=== Texto del documento ===
Esta pregunta es necesaria, hoy más que nunca, cuando tantas personas están sintiendo temor y angustia; pocas están procesándolo adecuadamente, y muchas más de lo que sería deseable lo están haciendo crecer como la espuma.
Según el enfoque y la perspectiva, el miedo es considerado una reacción, una sensación, un sentimiento o una emoción. Esta vez, no nos vamos a detener en definirlo.
Asumamos, más bien, el criterio unánime de que el miedo es primario; nos remonta a estadios arcaicos propios y de la humanidad entera; en cierta medida, es útil pero, por ser generalmente desproporcionado y alimentado por experiencias previas no resueltas, pronto deja de ser constructivo y nos suele hacer mucho daño.
Dicho esto, lo primero es preguntarnos y respondernos con franqueza: ¿Cómo es el miedo que sentimos hoy? ¿En qué se basa? ¿Qué tamaño tiene? ¿Nos ayuda a crear o es destructivo? ¿Nos impulsa o nos detiene? ¿Qué hacemos para afrontarlo, nombrarlo, superarlo, integrarlo o transformarlo en otra cosa?
Las respuestas a esas preguntas nos servirán no solo para dar (pues no deben ser enfocadas desde el “deber ser”, la moral, la errónea noción de éxito, los laberintos de la falsa espiritualidad), sino -primero y con urgencia- para pedir y recibir (compañía, contención, apoyo, asesoramiento, ayuda profesional o lo que necesitemos). Solo si estamos bien nosotros podremos ser nutritivos, contributivos e inspiradores.
Es por eso que empiezo por invitarlos a reconocer su miedo y a procesarlo, para que no cause daños mayores y deje de “viralizarse”. Luego, les insto a no alimentarlo con malas noticias, a no rumiarlo en las redes sociales, a no combinarlo con resentimiento y odio, a no hacer que mute en violencia… en fin, a transformarlo en algo positivo, asertivo y resiliente.

=== Trabajo requerido ===
Responda, a partir del texto sobre el miedo, las siguientes preguntas:
1. ¿Cómo es considerado el miedo según el enfoque y la perspectiva?
2. ¿Por qué el miedo pronto deja de ser constructivo?
3. ¿Qué se menciona que debemos pedir y recibir?

=== Registros ===
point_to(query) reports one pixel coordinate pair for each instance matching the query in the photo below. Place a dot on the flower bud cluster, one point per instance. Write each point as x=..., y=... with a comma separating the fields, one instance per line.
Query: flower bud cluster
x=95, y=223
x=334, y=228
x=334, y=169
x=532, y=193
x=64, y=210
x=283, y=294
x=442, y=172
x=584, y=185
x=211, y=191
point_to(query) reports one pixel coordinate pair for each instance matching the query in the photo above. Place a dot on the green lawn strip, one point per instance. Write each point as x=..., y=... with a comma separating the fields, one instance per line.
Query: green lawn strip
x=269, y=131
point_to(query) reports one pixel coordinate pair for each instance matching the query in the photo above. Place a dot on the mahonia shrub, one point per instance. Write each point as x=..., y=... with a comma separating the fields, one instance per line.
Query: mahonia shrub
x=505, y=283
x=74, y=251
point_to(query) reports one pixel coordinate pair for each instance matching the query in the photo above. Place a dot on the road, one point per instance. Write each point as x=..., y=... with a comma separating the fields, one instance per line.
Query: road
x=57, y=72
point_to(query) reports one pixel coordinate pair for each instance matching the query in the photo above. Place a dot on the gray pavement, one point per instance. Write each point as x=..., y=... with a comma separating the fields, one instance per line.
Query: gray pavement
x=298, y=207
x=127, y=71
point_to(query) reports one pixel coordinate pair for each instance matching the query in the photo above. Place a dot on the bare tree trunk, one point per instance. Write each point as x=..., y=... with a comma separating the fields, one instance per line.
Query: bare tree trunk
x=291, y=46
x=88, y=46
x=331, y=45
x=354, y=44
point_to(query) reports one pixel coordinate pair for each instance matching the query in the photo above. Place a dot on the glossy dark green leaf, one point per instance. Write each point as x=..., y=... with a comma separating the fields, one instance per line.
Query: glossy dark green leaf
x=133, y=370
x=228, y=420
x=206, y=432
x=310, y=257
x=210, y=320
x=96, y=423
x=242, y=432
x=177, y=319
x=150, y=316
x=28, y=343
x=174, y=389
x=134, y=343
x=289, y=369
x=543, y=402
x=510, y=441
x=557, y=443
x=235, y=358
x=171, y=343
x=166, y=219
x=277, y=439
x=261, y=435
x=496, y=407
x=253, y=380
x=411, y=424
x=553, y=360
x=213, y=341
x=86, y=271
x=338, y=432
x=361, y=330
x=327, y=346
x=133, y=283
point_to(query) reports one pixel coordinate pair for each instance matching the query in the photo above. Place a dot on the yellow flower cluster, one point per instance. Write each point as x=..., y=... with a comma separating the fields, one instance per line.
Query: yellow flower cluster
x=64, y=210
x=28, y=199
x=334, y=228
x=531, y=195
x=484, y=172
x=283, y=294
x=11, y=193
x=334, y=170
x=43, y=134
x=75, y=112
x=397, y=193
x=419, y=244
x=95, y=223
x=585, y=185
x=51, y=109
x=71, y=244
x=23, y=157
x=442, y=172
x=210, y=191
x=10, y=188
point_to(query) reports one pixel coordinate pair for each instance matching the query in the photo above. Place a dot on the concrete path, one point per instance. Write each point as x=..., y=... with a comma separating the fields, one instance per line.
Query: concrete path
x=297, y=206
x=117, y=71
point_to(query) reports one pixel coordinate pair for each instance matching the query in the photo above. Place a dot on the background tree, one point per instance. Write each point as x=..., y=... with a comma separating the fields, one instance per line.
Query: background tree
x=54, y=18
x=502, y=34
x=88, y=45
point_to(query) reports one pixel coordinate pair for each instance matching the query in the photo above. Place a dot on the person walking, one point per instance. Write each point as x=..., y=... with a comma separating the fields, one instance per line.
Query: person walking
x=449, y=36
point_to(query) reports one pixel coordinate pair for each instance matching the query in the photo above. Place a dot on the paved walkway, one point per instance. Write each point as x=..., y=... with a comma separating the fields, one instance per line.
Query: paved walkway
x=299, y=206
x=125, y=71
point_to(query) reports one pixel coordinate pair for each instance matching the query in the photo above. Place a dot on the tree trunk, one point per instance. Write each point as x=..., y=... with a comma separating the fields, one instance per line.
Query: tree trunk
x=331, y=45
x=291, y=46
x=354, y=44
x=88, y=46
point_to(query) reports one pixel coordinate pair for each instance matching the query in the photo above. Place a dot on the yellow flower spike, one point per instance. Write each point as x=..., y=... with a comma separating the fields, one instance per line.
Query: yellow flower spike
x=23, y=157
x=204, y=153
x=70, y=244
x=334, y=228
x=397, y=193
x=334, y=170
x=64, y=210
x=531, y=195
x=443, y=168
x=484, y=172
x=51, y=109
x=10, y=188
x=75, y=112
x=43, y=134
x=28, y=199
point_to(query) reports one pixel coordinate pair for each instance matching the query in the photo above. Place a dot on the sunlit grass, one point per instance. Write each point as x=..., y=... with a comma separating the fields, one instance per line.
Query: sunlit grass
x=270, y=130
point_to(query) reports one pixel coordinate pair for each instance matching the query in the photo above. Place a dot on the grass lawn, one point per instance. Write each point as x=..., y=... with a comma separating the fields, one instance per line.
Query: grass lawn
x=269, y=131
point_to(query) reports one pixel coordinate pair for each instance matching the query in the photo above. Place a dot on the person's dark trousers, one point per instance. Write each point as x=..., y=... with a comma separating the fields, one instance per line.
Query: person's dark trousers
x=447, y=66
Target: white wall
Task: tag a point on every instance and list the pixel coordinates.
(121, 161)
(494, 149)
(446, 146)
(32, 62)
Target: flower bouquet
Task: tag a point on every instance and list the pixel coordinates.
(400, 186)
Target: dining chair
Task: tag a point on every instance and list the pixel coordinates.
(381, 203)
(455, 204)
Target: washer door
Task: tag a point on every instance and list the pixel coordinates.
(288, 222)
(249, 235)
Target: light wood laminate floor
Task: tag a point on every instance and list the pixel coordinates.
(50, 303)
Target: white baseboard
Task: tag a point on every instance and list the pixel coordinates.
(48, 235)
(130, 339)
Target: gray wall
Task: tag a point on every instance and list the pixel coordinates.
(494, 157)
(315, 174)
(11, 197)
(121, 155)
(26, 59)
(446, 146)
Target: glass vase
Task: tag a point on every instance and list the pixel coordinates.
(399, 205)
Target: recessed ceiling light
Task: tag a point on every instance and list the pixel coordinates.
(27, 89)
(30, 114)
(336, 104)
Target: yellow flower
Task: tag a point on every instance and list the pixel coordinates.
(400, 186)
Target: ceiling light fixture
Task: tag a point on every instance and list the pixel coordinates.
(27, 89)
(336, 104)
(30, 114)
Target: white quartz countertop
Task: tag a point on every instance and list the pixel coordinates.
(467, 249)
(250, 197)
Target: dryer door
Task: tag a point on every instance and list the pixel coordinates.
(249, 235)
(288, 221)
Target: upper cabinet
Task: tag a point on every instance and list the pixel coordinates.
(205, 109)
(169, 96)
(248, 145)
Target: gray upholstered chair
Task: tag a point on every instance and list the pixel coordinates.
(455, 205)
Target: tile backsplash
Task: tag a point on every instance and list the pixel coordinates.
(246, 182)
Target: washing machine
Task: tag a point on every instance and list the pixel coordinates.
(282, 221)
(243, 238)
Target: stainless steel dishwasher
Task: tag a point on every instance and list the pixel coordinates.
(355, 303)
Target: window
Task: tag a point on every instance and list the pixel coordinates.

=== Respuesta ===
1. Como una reacción, una sensación, un sentimiento o una emoción.
2. Por ser generalmente desproporcionado y alimentado por experiencias previas no resueltas.
3. Compañía, contención, apoyo, asesoramiento, ayuda profesional o lo que necesitemos.